• Work instructions
Lay out the lines below as a numbered list, from the first one through the line that contains "509;273;533;297", and leave out any blank lines.

• Information given
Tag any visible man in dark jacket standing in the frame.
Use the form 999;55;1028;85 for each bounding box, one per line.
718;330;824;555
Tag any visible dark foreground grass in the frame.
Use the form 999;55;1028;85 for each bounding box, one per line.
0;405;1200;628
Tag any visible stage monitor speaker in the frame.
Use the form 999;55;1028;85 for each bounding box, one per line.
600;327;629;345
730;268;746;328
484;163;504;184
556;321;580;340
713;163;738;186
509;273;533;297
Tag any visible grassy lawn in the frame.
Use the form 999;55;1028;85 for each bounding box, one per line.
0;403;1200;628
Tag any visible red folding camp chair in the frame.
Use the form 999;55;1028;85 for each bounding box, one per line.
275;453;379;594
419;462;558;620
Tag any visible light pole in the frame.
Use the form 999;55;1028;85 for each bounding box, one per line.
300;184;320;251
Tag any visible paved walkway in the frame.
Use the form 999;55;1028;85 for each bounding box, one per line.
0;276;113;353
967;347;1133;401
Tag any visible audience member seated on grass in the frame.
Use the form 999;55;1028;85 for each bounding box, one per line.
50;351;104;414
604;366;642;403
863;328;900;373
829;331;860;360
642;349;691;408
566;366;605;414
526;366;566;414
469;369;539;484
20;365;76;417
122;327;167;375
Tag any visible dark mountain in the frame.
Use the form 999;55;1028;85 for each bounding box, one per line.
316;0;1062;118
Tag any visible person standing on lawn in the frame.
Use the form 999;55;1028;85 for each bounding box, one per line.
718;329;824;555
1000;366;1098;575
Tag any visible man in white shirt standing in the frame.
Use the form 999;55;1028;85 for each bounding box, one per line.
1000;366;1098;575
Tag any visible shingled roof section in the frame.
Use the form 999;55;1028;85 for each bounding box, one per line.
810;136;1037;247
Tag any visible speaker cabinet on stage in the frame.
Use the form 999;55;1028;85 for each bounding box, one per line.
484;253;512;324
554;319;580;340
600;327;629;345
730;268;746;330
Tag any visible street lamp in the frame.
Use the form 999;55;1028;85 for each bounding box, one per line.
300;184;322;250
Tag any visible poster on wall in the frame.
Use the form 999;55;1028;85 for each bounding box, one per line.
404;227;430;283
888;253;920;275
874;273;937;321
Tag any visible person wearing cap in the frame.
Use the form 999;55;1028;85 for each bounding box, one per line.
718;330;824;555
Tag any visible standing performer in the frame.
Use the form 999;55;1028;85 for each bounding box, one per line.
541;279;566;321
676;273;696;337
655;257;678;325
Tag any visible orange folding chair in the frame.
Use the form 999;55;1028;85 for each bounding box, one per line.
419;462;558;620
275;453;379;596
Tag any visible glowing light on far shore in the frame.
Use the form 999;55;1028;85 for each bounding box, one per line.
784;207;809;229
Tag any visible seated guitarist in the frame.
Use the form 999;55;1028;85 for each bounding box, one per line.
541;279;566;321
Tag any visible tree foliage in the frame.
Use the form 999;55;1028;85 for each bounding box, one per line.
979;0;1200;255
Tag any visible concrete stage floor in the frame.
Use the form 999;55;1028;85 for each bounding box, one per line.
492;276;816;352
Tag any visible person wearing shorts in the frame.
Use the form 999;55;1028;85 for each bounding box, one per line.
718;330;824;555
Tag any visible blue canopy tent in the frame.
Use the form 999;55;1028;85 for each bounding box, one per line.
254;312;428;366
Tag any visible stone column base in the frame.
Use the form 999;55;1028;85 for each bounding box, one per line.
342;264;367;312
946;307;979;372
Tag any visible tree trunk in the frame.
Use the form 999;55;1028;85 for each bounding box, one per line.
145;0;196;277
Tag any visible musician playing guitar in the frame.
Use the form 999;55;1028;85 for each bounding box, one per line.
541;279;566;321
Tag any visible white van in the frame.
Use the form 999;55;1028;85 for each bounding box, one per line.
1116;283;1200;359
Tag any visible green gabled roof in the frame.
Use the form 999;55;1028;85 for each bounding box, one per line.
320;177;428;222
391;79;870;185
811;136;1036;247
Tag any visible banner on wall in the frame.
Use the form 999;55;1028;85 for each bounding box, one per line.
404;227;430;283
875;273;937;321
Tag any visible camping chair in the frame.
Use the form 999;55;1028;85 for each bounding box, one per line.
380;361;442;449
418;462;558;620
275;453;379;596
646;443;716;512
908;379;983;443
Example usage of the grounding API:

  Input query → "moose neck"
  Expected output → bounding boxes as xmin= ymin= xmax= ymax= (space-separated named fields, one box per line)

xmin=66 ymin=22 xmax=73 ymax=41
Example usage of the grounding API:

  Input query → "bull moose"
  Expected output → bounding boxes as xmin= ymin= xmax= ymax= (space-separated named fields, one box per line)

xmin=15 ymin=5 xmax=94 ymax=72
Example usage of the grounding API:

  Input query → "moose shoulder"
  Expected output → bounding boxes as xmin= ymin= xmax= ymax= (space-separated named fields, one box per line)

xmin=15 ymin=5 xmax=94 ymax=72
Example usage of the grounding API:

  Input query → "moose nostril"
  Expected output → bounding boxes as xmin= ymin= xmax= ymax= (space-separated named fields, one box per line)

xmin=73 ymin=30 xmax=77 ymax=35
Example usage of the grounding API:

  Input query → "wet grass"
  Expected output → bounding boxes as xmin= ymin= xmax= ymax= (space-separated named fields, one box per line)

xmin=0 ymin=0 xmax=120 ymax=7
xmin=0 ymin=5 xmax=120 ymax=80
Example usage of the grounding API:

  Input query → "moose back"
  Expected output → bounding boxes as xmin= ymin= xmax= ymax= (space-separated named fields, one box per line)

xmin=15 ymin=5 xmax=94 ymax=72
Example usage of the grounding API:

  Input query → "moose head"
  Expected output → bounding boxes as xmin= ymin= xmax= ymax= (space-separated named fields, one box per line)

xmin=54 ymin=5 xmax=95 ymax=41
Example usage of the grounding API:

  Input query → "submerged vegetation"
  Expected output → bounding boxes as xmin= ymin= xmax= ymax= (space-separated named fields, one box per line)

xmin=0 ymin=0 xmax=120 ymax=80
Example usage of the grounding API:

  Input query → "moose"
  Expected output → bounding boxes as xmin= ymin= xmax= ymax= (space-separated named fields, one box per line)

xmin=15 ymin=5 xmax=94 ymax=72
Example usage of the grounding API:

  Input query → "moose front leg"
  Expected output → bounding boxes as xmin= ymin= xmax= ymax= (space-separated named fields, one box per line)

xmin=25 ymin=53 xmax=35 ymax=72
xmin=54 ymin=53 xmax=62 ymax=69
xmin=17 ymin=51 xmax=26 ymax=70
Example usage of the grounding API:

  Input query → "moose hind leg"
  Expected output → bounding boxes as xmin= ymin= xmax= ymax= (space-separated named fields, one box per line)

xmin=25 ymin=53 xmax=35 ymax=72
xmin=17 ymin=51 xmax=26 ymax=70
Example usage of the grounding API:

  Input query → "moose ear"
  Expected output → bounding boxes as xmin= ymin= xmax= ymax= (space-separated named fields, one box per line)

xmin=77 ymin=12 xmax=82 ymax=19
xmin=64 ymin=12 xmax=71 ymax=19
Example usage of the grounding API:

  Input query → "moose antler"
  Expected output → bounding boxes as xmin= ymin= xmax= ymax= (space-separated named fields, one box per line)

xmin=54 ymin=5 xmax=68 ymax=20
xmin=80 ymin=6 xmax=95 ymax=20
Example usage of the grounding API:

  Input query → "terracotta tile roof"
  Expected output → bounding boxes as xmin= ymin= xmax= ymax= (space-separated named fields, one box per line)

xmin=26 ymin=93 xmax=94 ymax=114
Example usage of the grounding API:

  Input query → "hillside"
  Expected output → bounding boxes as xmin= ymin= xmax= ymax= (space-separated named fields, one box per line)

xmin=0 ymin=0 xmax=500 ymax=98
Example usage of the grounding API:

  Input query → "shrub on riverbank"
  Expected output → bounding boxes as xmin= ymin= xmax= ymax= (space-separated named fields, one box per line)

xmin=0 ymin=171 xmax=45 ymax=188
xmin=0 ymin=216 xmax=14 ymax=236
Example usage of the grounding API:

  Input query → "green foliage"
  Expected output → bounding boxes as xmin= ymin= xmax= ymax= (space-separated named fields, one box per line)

• Output for this exercise
1. Tag any visible man in dark jacket standing in the frame.
2. Use the form 999;55;1028;85 for each bounding box, one per line.
3. 718;330;824;555
4. Tag any visible dark foreground grass in the frame.
5. Use the form 999;55;1028;85 for each bounding box, one per line.
6. 0;405;1200;628
7. Tag any visible stage monitor speaker in the frame.
8. Use the form 999;55;1028;85 for each bounding box, one per line.
9. 600;327;629;345
10. 730;268;746;328
11. 484;163;504;184
12. 556;321;580;340
13. 713;163;738;186
14. 509;273;533;297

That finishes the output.